[Opening Provided records section]

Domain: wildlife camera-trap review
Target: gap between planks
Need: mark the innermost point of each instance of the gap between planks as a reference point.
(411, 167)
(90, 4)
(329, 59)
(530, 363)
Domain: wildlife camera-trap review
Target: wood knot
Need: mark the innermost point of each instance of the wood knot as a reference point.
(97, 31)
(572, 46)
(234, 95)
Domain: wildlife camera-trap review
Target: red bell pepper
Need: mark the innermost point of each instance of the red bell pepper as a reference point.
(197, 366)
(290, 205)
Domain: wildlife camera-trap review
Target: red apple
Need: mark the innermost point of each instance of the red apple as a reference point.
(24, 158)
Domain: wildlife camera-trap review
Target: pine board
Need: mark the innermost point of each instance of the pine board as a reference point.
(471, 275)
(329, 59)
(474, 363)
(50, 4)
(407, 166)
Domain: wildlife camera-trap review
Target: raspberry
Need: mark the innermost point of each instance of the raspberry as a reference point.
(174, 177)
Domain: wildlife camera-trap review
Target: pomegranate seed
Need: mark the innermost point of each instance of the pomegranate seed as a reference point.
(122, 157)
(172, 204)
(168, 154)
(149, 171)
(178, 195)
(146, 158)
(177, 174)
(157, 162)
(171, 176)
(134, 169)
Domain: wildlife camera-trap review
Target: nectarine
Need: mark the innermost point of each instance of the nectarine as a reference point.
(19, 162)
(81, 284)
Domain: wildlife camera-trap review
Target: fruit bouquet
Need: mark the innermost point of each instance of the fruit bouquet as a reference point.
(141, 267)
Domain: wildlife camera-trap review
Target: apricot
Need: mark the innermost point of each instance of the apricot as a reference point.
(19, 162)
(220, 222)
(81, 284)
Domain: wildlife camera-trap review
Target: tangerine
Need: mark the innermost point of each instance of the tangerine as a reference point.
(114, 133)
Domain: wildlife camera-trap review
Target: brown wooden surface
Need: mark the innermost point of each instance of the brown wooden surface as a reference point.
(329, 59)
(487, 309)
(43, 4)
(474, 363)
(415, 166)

[Closing Provided records section]
[Opening Provided records section]

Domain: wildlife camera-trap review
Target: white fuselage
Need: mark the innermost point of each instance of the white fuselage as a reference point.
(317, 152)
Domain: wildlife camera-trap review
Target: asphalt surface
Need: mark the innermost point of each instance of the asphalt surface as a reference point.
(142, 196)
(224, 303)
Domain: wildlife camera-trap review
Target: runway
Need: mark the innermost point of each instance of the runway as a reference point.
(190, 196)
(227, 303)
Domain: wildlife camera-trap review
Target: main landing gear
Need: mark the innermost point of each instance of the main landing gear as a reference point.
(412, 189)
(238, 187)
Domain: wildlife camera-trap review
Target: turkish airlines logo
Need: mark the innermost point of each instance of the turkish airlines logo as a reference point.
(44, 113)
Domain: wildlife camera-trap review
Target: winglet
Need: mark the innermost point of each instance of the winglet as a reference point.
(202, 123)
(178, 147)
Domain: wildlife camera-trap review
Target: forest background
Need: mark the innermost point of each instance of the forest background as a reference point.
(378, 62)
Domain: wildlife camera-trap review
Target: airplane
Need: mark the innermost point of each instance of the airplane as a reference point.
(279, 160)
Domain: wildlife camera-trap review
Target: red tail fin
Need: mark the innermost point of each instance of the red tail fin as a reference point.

[Closing Provided records section]

Copy out every line from the material above where the string "tail" turns up.

Written solution
Target: red tail fin
Need: mark the innermost point of each instance of the red tail fin as a reference point.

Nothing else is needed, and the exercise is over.